Source: Ntiamoah Williams, Contributor

Meet the Ghanaian-American university professor in search of the cure for strange diseases in Africa

Dr. Janet Antwi is a Professor of Chemistry play videoDr. Janet Antwi is a Professor of Chemistry

Each year, about 185,000 people die as a result of Neglected Tropical Diseases with more than a billion people – one-sixth of the world's population – are infected with one or more NTDs, and an additional two billion are at risk.

Though NTDs have low mortality but high morbidity rates, it is killing people in developing countries especially.

For this reason, a Ghanaian American Professor has dedicated herself in service to cure some of these Neglected Tropical Diseases.

Her name is Dr. Janet Antwi.

Dr. Janet Antwi is a Professor of Chemistry, a passionate STEM educator, a researcher, and a dynamic speaker.

She obtained her Ph.D. in pharmaceutical sciences with a concentration in medicinal chemistry from The Ohio State University, College of Pharmacy, where she currently serves as a faculty member.

She holds a bachelor’s degree in chemistry from the State University of New York at Binghamton.

Born in Ghana in the business district of Kokomlemle in the capital of Ghana, Accra - Dr. Janet Antwi's research focuses on diseases such as HIV/AIDS and Leishmaniasis, a neglected tropical disease with high prevalence in sub-Saharan Africa and other developing countries.

Speaking to Ntiamoah Williams, Dr. Janet Antwi reveals how her contribution towards the field has led to publications in high impact journals.

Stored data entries
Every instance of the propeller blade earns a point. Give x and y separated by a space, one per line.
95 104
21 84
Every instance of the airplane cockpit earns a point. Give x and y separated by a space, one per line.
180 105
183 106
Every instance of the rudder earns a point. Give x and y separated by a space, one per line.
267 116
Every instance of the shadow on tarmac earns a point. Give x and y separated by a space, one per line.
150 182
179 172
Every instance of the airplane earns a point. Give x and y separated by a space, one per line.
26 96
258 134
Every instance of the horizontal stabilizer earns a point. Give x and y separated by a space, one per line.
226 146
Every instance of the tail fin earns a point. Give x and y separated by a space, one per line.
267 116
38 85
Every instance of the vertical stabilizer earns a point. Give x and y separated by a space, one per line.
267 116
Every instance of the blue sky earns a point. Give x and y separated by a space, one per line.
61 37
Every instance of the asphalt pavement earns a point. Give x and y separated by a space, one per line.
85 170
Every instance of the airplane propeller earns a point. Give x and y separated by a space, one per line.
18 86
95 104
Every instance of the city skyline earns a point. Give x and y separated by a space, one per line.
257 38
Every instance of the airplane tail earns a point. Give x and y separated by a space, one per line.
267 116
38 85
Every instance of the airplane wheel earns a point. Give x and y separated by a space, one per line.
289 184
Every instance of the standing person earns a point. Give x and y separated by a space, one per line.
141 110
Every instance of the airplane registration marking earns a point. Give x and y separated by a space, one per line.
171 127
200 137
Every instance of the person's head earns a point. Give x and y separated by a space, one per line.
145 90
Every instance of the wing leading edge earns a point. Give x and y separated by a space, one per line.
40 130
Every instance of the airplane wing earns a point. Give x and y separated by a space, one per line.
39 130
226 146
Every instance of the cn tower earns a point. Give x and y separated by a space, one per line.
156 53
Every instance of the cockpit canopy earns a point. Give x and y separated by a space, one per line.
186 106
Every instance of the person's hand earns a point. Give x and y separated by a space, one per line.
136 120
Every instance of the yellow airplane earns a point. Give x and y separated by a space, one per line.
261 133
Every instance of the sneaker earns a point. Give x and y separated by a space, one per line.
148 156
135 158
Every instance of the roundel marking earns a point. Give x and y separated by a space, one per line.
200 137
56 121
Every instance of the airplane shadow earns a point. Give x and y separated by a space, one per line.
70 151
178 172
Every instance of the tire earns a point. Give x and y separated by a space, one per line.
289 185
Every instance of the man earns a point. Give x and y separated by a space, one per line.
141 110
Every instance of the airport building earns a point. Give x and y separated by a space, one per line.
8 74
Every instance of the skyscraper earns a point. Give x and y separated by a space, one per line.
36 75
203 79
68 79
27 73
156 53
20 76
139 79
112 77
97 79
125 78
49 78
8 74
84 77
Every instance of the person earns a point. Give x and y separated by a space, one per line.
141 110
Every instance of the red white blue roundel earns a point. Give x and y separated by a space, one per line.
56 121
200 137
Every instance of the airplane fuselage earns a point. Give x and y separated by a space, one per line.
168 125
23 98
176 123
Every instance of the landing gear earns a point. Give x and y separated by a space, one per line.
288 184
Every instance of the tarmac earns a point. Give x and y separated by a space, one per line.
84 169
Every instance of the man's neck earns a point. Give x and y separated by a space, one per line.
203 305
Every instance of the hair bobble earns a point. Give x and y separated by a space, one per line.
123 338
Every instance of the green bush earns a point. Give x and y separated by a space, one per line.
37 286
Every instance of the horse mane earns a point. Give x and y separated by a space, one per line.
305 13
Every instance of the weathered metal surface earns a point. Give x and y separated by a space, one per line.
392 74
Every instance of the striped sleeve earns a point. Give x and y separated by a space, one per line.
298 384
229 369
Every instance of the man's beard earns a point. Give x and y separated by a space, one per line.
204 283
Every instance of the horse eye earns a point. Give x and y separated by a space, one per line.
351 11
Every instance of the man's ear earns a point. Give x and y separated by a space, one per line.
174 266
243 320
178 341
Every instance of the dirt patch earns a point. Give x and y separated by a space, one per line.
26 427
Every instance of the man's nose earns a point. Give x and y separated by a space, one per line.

▸ Tasks and exercises:
**a)** Output the profile of Dr. Janet Antwi word for word, from "Though NTDs have" to "Neglected Tropical Diseases.".
**b)** Pick up the profile of Dr. Janet Antwi after its last sentence and continue it.
These entries are separate material from the profile of Dr. Janet Antwi.

▸ Answers below:
**a)**
Though NTDs have low mortality but high morbidity rates, it is killing people in developing countries especially.

For this reason, a Ghanaian American Professor has dedicated herself in service to cure some of these Neglected Tropical Diseases.

**b)**
In addition, she has served in many leadership roles including chair of the chemistry department, diversity and inclusion committee member and the faculty advisor for student organizations.

As an immigrant from Ghana, and an advocate for minorities in STEM, she constantly seeks to inspire, coach and mentor students pursuing STEM degrees and careers.

She was awarded two NSF grants; Noyce and S-STEM, an amount of about 2 million dollars, to help broaden minority participation in STEM.

The grants provide full scholarships to students from low-income households pursuing STEM degrees.

Dr. Antwi is heavily involved in the Columbus Ohio immigrant community. She has served as the President of the youth ministry and the secretary of her local church.

She is a board member of the non-profit organization, Bridging Worlds Global, an organization aimed at solving conflicts between immigrant children and their parents due to generational differences.